Reproduce all of the rows below with "supply" swapped for "provide" at every occurrence, changing nothing else. Omit the pictures from your output.

[Stored items from a collection]
---

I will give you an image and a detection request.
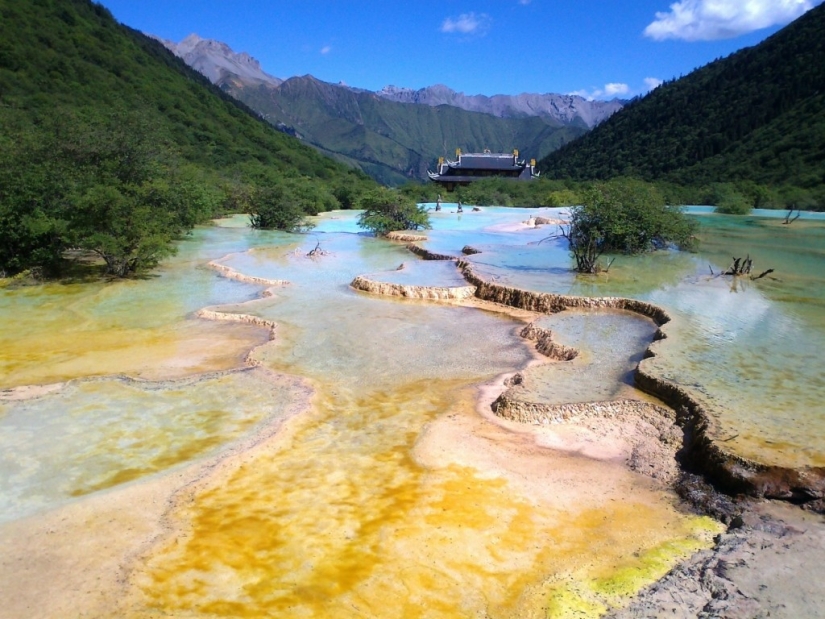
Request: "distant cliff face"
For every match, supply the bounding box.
[155,34,283,86]
[376,84,624,128]
[150,34,592,185]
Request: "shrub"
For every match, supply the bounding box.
[358,187,430,236]
[564,179,696,273]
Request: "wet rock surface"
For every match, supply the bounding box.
[607,501,825,619]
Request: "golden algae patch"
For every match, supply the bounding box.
[0,276,267,387]
[0,370,299,521]
[127,381,716,617]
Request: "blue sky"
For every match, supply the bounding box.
[102,0,823,98]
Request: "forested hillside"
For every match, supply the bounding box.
[0,0,372,274]
[229,76,587,185]
[540,5,825,207]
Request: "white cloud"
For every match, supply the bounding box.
[644,0,822,41]
[441,13,493,35]
[604,82,630,97]
[567,77,662,101]
[644,77,662,91]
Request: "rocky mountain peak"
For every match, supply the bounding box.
[155,33,283,87]
[376,84,624,127]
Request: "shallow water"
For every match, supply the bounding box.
[518,311,656,404]
[0,371,302,522]
[460,214,825,466]
[9,208,800,617]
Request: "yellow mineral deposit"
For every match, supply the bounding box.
[124,381,714,617]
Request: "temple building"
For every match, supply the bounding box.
[427,148,539,191]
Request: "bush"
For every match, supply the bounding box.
[565,179,696,273]
[358,187,430,236]
[249,185,313,232]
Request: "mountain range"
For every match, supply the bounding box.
[540,4,825,202]
[154,34,623,185]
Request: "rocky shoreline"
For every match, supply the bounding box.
[362,243,825,512]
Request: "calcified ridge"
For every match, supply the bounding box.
[458,260,825,502]
[206,249,289,287]
[385,230,427,243]
[353,244,825,503]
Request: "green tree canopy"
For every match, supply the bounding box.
[358,187,430,236]
[565,179,696,273]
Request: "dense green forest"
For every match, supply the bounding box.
[539,5,825,208]
[229,76,587,185]
[0,0,375,275]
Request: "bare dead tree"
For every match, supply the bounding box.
[307,237,329,258]
[710,254,773,280]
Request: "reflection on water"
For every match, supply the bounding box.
[0,371,302,521]
[511,311,656,404]
[0,208,812,617]
[460,215,825,466]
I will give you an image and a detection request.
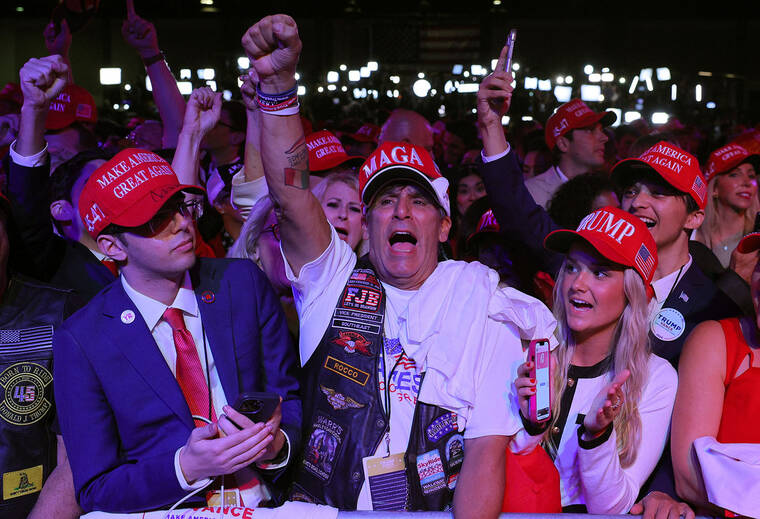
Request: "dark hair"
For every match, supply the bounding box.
[48,148,113,204]
[549,173,615,229]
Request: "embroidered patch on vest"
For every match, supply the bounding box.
[444,434,464,472]
[0,362,53,425]
[319,386,366,411]
[425,413,457,443]
[332,331,372,357]
[303,415,346,481]
[417,449,446,495]
[325,355,369,386]
[332,308,383,334]
[3,465,42,501]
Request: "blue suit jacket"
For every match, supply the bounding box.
[53,259,301,512]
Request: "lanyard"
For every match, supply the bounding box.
[382,344,404,458]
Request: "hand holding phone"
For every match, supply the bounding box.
[528,339,552,423]
[232,393,280,425]
[504,29,517,72]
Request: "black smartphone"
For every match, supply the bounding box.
[232,392,280,429]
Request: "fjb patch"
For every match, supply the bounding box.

---

__Worked solution__:
I will give you an image and a detection request.
Request: "distant cliff face"
For every match, provide the bounding box.
[155,34,283,86]
[376,84,624,128]
[150,34,592,185]
Request: "shrub"
For every match, provide the bounding box.
[358,187,430,236]
[564,179,696,273]
Request: "wet rock surface"
For every match, provide the bounding box.
[607,501,825,619]
Request: "golden algae patch"
For every match, provide the bounding box.
[0,276,267,387]
[0,370,299,521]
[127,381,716,617]
Request: "blue sky"
For every match, provide the bounding box.
[102,0,823,98]
Request: "forested hillside"
For every match, provide the bounding box.
[0,0,372,274]
[229,76,587,185]
[540,5,825,207]
Request: "white cloud"
For every match, provide the bounding box.
[644,0,822,41]
[441,13,493,35]
[604,82,630,97]
[567,77,662,101]
[644,77,662,91]
Request: "rocky mountain peak"
For every match, provide the bounding box.
[155,33,283,87]
[376,84,624,127]
Request: "shallow water"
For every match, provide the bounding box.
[518,311,656,404]
[0,371,302,522]
[460,214,825,466]
[9,208,800,617]
Request: "yellow mineral deposit"
For every match, provide the bounding box.
[124,381,714,617]
Request: "temple building"
For every match, provide the bounding box.
[427,148,539,191]
Request: "bush"
For every match, provide the bounding box.
[565,179,696,273]
[358,187,430,236]
[249,185,313,232]
Request: "mountain range"
For every match, provide the bounding box.
[540,4,825,202]
[154,34,623,185]
Request: "rocky shoreline"
For every match, provide the bounding box.
[362,243,825,512]
Request: "calcified ridge"
For every match, provide the bounding box.
[458,260,825,502]
[206,249,289,287]
[385,230,427,243]
[353,244,825,503]
Request: "green tree canopy"
For every match, provide the bounding box.
[358,187,430,236]
[565,179,696,273]
Request: "dense green forest"
For every match, provide the bounding box.
[539,5,825,208]
[229,76,587,185]
[0,0,375,275]
Request: "bare dead tree"
For every match, provide the bounding box.
[307,237,329,258]
[710,254,773,280]
Request: "reflection on water"
For every match, provide the bounding box.
[0,371,302,521]
[511,311,656,404]
[0,208,812,617]
[460,215,825,466]
I will give you an image and a detection request.
Request: "dark hair"
For every match, provide the bounding box.
[48,148,113,204]
[549,173,615,229]
Request: "embroidered patch on vest"
For every match, provide the bounding box.
[444,434,464,472]
[0,362,53,425]
[319,386,366,411]
[425,413,457,443]
[332,331,372,357]
[303,415,346,481]
[417,449,446,495]
[325,355,369,386]
[332,308,383,334]
[3,465,42,501]
Request: "blue suit jacket"
For every match, provide the bounding box.
[53,259,301,512]
Request: "lanyard"
For every match, provide the bounding box.
[382,344,404,458]
Request: "hand holding phone"
For every match, provide the bounding box.
[528,339,552,423]
[232,393,280,425]
[504,29,517,72]
Request: "black smartphone"
For every match, provide the bounding box.
[232,392,280,429]
Request: "fjb patch"
For every match, provide the bounding box.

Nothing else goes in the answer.